- DOCUMENT SECTION
Park gates row revived over late night noise

Criticism of parks authority of lack of plan to deal with disruption

Friday, 1st July — By Harry Taylor


Primrose Hill

THE Royal Parks has threatened to gate off Primrose Hill again after it said it has received more reports of noise and anti-social behaviour.

The park had barriers at night for months last year after loud gatherings on top of the hill during the third Covid lockdown. They were removed in December after pubs and clubs had reopened and crowds had dissipated.

But in recent weeks some who live near the hill have reported loud music and fireworks and fear a return to busy nights when disruption reached its peak.

And others who have campaigned for the park to stay open around the clock say that fears are being exaggerated and the level of people on top of Primrose Hill at night is the same it was before Covid.

The Royal Parks said: “If the issue escalates and we start to see persistent anti-social behaviour once again, we will consider temporarily closing the park on weekend evenings as we did last year. This would include installing temporary fencing at the park gates, which would require police support.”

- EXERCISE GOAL
Continue the news report about the Primrose Hill gates, beginning right after its final sentence.

- RECORDS SUPPLIED
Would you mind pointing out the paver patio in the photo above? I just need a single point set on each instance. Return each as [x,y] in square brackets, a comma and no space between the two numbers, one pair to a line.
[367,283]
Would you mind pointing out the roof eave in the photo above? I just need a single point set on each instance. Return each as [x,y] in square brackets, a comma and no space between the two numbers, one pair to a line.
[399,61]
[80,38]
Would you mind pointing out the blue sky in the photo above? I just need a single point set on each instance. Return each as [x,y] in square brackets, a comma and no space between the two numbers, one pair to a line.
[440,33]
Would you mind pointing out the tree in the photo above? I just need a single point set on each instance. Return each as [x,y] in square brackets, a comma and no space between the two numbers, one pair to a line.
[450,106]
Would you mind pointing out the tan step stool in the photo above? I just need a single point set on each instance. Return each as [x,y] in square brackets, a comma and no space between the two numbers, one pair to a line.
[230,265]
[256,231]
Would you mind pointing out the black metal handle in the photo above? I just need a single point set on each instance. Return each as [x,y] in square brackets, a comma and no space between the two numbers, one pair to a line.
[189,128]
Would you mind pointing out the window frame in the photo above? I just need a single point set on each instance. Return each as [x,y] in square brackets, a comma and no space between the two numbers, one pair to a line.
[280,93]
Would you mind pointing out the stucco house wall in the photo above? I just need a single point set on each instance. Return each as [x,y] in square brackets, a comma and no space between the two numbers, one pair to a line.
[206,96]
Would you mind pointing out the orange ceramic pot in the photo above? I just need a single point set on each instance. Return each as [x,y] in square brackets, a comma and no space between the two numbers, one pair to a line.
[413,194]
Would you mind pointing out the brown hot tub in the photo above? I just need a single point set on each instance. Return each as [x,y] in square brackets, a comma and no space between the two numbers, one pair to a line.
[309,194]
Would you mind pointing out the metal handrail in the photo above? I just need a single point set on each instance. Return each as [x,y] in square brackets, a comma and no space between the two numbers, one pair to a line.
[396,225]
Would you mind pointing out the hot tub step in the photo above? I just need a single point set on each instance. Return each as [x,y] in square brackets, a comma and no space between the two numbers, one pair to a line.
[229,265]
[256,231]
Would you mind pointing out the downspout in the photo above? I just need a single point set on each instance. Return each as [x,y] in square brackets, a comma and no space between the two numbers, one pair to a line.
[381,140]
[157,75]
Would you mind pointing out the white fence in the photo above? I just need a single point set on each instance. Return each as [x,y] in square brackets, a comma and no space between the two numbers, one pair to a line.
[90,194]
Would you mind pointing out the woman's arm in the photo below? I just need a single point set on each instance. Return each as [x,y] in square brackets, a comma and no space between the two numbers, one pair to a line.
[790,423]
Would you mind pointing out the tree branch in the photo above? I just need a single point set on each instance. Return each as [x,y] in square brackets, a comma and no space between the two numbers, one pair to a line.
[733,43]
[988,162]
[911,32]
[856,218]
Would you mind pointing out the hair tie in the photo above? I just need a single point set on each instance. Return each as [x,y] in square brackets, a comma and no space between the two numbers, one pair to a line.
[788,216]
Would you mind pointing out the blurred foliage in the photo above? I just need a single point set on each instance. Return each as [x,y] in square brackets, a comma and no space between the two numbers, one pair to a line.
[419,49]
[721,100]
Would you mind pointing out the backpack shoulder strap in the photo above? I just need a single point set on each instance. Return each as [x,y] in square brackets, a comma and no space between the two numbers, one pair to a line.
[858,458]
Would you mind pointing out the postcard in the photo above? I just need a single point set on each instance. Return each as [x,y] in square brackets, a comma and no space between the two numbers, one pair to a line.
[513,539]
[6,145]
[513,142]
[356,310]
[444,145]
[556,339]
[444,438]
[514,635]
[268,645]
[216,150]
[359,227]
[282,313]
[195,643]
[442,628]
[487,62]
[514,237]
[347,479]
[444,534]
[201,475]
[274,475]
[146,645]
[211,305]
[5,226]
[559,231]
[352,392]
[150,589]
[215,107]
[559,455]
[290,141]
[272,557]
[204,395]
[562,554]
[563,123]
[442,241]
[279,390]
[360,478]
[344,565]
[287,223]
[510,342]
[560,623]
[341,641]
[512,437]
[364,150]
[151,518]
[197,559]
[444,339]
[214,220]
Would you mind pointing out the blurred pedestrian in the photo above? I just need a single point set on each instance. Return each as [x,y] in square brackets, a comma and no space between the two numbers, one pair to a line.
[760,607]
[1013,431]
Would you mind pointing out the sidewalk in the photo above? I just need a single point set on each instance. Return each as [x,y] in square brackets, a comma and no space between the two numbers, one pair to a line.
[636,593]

- YOUR RESPONSE
Amy McKeown, one of the founders of the Primrose Hill Keepers group said: “I have been up several times at night to the park, including on the solstice, and there tends to just be small groups with people playing music on their phones

“I’ve seen the reports of fireworks, but this is something that has always happened. Even if you put gates up, people can still get in. A closed park still needs policing. The idea of just gating the park won’t solve any issues that they think they have.”

But Lucy Cottrell said many, like her, who live on the outskirts of the park fear a revival in disruption.

She said: “We wrote to the Royal Parks in January, saying they need to have a plan A and plan B in place to monitor and manage the park at night. While parks police are making a real effort, they don’t work at night, meaning ‘monitoring’ actually means residents going up at midnight or later with an overcoat over their pyjamas to take records and then hanging on the phone to 101.”

New Primrose Hill councillor Anna Burrage, elected in May, said there needs to be more engagement with neighbours.

“I’m astonished at the Royal Parks’ lack of responsiveness. They are aware of the recurrent problems,” she said.

“Many attempts have been made by many parties to engage them over the past few months to elicit some sort of plan for dealing with large numbers of visitors over the summer months, at all times of day or night and, to my knowledge, nothing has been forthcoming.”

She added: “Of course, gates would only potentially solve a problem at night.”